Saved entries
=======

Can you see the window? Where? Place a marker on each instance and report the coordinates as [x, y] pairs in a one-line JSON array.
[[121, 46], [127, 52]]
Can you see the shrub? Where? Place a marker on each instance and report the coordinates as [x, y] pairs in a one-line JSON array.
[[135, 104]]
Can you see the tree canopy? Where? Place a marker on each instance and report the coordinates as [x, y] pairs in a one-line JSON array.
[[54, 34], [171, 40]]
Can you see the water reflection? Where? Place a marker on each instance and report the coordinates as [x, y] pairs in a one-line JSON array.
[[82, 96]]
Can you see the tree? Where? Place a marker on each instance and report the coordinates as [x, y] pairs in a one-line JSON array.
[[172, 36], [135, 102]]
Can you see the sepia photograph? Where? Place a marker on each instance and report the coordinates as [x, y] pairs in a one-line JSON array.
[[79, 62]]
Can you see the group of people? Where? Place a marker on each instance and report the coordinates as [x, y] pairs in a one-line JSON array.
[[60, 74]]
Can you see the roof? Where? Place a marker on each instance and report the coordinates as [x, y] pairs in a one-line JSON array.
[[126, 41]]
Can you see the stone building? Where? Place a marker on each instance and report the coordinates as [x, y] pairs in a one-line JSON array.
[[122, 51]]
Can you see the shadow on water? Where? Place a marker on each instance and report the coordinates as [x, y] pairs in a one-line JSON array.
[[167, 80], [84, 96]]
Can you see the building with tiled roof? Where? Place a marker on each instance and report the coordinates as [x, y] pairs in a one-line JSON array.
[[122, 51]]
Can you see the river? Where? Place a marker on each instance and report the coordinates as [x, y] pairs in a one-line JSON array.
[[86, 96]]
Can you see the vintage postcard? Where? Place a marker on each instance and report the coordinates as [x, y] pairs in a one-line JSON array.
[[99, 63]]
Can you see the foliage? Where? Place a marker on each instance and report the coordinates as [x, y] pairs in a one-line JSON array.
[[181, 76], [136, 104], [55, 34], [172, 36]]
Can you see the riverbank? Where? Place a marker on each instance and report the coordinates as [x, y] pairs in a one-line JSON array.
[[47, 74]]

=======

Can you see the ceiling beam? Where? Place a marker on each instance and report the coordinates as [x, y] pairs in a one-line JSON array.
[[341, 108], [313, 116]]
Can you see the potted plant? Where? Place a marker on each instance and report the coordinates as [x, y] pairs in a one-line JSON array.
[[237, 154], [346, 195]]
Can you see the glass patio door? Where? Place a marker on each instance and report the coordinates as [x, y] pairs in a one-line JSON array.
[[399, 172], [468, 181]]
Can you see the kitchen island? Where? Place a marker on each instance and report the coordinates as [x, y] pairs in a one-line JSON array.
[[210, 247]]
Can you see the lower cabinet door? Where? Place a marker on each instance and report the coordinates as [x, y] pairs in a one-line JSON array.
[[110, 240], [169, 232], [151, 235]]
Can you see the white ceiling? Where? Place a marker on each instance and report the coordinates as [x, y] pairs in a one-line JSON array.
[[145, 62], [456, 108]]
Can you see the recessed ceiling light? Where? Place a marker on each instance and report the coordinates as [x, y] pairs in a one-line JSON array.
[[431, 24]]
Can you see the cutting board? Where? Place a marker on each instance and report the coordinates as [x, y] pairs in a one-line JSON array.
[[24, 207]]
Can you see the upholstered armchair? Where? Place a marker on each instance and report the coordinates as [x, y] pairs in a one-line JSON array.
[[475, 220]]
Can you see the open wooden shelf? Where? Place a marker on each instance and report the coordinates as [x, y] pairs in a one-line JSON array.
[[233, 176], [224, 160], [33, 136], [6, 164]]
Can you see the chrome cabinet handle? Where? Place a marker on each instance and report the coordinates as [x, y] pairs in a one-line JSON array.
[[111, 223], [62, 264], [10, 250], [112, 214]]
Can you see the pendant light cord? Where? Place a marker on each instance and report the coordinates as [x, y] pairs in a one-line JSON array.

=======

All that belongs in the answer is the run of lines above from the line containing "Can you see the white" through the line containing "Can you see the pendant", exactly as written.

▸ TASK RESPONSE
Can you see the white ceiling? Where? Place a marker on each instance and report the coordinates as [x, y] pairs in a one-line JSON array.
[[145, 62], [456, 108]]
Can you see the recessed ceiling light? Where? Place a marker on each instance and report the coordinates as [x, y] pairs in a one-line JSON array.
[[431, 24]]
Can you see the cutting board? Where? Place a marker on each instance and report the coordinates as [x, y] pairs in a one-line JSON array.
[[24, 207]]
Can you see the upholstered armchair? Where? Place a marker on each instance and report the coordinates as [x, y] pairs in a one-line JSON array.
[[475, 220]]
Can you see the open wooden shelf? Where? Place a marker on each instance and report the coordinates as [x, y] pairs in a one-line JSON array.
[[233, 176], [224, 160], [33, 136], [6, 164]]
Can you see the chrome cabinet handle? Where? Place a marker on each instance and report the coordinates as [x, y] pairs in a one-line JSON array.
[[111, 223], [62, 264], [10, 250], [112, 214]]
Can you see the pendant light cord? Where? Place a marker on each instance and report the coordinates as [x, y] pairs in a one-line JSON array.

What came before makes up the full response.